SELECTION:
[R-sig-hpc] Big Data packages
Brian G. Peterson
brian at braverock.com
Thu Mar 18 17:10:48 CET 2010
I think if you are looking for a matrix-like replacement, you should
probably look at Jeff Ryan (author of xts, quantmod, others)
'indexing' package. It is very 'R-like' in its usage and subsetting,
holding the 'index' in memory. It turns out to be faster than bigmemory
for most types of access.
- Brian
Andrew Piskorski wrote:
> On Wed, Mar 17, 2010 at 04:26:16PM -0400, Ashwin Kapur wrote:
>
>> Just wondering if anyone has opinions on the various big data packages for
>> R, ff vs bigmemory vs anything else. Is anyone working on or is there
>>
>
> I don't really know. However, since both ff and bigmemory are
> intended for use with giant larger-than-RAM matrices via memory-mapped
> files on disk, back c. October 2009 I briefly tried out both in order
> to answer one question:
>
> Is either package a straightforward drop-in replacement for EXISTING
> code manipulating large R matrices, in order to reduce R's massive
> (and probably quite inefficient) memory use in such cases?

COLLECTED DATA:
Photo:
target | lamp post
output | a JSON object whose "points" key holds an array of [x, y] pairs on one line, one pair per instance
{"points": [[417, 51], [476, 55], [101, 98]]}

EXERCISE DETAILS: In the forum post above about big data packages, copy the passage starting at "[R-sig-hpc] Big Data" and ending at "types of access.", swapping "bigmemory" for "ff".

THE COMPLETED TASK:
[R-sig-hpc] Big Data packages
Brian G. Peterson
brian at braverock.com
Thu Mar 18 17:10:48 CET 2010
I think if you are looking for a matrix-like replacement, you should
probably look at Jeff Ryan (author of xts, quantmod, others)
'indexing' package. It is very 'R-like' in its usage and subsetting,
holding the 'index' in memory. It turns out to be faster than ff
for most types of access.